REQUISITOS DAS TAREFAS:
[a] Extraia do trecho sobre propriedade intelectual a passagem que começa em "Implica, por definição, na" e termina em "monopólios, por outro.".
[b] Segundo o trecho sobre propriedade intelectual, quem idealizou o conceito de "biblioteca pública"?

TRECHO DO TEXTO:
※

Implica, por definição, na possibilidade de oferecer ao mercado
o mesmo produto que outro e, por conseguinte, a liberdade de
copiar.
Existem aí duas tendências
contraditórias: a vontade de desregulação e de
"concorrência leal", por um lado, e a escalada
potencial dos oligopólios e monopólios, por outro.
Por último, direitos fundamentais
como o acesso à informação e a liberdade de expressão devem
ser levados em conta quando se estende a propriedade intelectual
à informação. Nos Estados Unidos, a noção de acesso público
à informação remonta aos patriarcas e em particular a Thomas
Jefferson, idealizador do conceito de "biblioteca
pública" e da doutrina do fair use, que permite o uso
didático e as citações com fins universitários de textos
protegidos. 7
Por uma "justiça social
mundial"
Embora alguns teóricos liberais,
como Friedrich Hayek, considerem a "justiça social"
como um "tolo encantamento", uma "superstição
quase religiosa", 8
é fundamental compreender que os próprios fundamentos de um
direito tão importante como o da propriedade intelectual na
sociedade mundial da informação não podem ser analisados sem
uma reflexão sobre o que poderíamos denominar "justiça
social mundial".

※

INFORMAÇÕES FORNECIDAS:

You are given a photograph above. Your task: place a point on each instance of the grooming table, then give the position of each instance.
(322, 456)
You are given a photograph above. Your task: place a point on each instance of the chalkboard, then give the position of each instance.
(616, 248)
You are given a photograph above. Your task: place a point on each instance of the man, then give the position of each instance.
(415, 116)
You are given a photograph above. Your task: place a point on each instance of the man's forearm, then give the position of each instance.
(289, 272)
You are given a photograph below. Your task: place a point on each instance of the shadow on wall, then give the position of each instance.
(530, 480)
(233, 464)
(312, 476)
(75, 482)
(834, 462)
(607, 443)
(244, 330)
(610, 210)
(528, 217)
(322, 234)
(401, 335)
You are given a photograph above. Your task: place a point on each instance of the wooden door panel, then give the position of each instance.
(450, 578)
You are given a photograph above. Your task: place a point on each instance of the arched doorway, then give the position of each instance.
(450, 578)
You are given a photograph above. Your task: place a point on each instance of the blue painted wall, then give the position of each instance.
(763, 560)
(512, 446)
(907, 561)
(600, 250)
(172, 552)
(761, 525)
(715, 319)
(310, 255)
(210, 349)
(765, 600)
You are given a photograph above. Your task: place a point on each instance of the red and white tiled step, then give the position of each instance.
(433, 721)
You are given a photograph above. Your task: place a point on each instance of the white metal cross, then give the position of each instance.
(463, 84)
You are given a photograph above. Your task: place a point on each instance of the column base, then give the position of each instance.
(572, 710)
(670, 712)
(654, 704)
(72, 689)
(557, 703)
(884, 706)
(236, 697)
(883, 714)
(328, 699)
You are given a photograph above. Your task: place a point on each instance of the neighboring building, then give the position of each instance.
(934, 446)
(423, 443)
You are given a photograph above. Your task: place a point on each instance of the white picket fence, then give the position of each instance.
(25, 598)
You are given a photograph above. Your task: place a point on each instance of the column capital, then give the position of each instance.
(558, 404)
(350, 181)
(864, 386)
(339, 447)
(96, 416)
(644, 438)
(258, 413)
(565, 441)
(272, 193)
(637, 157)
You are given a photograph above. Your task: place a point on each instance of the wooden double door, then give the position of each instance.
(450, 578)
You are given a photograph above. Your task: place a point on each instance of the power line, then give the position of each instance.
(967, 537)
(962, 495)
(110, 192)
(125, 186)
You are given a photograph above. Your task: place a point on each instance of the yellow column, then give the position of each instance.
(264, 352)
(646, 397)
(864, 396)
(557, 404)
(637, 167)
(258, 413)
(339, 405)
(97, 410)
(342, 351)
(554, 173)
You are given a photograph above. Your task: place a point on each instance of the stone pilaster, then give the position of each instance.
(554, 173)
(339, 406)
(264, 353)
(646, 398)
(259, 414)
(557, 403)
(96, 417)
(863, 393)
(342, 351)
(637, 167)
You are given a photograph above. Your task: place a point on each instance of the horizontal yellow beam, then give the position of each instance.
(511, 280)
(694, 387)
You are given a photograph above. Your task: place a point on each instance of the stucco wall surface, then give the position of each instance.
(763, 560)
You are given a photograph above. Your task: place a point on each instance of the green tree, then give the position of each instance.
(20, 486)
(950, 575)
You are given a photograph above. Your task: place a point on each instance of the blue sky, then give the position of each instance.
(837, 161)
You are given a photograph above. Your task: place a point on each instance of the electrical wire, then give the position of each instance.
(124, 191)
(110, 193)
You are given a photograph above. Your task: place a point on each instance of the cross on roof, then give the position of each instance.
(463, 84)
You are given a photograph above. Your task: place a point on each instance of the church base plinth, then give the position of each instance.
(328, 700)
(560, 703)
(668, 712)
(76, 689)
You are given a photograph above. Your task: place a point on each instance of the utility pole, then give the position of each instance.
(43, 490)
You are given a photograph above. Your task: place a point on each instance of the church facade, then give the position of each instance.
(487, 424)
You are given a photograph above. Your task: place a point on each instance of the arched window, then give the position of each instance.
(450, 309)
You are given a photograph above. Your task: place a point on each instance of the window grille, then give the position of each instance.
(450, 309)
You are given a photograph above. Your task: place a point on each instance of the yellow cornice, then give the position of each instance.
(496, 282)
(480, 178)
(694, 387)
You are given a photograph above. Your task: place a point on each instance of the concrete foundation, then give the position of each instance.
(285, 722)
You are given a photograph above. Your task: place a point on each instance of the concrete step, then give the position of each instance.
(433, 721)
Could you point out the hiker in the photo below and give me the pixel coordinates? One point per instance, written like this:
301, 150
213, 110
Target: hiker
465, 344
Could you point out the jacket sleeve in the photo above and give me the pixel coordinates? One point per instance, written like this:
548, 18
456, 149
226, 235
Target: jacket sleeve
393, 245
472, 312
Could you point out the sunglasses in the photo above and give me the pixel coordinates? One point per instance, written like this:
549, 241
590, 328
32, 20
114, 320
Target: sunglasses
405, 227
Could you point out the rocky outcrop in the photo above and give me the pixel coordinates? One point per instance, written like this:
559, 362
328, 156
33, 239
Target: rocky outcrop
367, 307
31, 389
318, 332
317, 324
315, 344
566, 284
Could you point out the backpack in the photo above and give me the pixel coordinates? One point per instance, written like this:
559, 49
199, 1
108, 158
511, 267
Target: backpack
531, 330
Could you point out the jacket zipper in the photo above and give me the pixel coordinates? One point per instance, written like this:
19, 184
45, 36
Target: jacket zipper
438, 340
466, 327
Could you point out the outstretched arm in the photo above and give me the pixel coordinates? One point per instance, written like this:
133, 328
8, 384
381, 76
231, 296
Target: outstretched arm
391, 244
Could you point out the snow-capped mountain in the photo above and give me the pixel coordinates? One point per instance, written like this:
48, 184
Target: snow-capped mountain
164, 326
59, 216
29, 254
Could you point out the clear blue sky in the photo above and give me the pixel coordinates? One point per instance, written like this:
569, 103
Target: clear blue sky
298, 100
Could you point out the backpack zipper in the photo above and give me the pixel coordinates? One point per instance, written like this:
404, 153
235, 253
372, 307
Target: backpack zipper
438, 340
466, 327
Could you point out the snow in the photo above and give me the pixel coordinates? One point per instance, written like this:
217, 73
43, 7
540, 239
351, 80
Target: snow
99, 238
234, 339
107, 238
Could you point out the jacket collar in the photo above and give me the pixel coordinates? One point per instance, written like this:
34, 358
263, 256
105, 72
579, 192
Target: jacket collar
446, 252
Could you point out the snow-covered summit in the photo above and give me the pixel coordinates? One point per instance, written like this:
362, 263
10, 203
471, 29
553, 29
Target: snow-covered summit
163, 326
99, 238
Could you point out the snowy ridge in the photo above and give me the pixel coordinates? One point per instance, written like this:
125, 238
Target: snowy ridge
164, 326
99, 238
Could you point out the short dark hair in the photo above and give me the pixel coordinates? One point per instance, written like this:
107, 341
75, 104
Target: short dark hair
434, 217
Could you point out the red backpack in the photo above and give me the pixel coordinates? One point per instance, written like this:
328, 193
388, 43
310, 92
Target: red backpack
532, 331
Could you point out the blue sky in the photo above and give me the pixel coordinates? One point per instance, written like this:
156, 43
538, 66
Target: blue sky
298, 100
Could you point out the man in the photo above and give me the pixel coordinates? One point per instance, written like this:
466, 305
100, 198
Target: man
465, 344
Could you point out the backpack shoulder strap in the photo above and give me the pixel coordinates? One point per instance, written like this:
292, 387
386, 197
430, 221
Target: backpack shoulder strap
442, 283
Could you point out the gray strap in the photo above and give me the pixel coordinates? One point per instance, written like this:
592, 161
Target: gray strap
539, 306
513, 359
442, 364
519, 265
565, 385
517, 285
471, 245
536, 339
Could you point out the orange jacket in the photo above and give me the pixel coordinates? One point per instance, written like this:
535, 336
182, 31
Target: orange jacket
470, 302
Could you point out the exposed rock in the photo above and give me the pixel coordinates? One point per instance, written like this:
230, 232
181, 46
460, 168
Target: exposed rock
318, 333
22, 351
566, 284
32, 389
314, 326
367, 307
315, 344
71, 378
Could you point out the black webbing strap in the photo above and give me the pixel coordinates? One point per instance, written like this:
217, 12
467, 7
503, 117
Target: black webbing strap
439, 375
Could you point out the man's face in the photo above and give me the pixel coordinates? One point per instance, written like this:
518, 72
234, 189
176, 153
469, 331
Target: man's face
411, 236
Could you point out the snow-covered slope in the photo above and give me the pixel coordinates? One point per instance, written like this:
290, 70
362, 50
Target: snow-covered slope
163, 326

※

RESPOSTAS ESCRITAS:
[a]
Implica, por definição, na possibilidade de oferecer ao mercado
o mesmo produto que outro e, por conseguinte, a liberdade de
copiar.
Existem aí duas tendências
contraditórias: a vontade de desregulação e de
"concorrência leal", por um lado, e a escalada
potencial dos oligopólios e monopólios, por outro.

[b] Thomas Jefferson.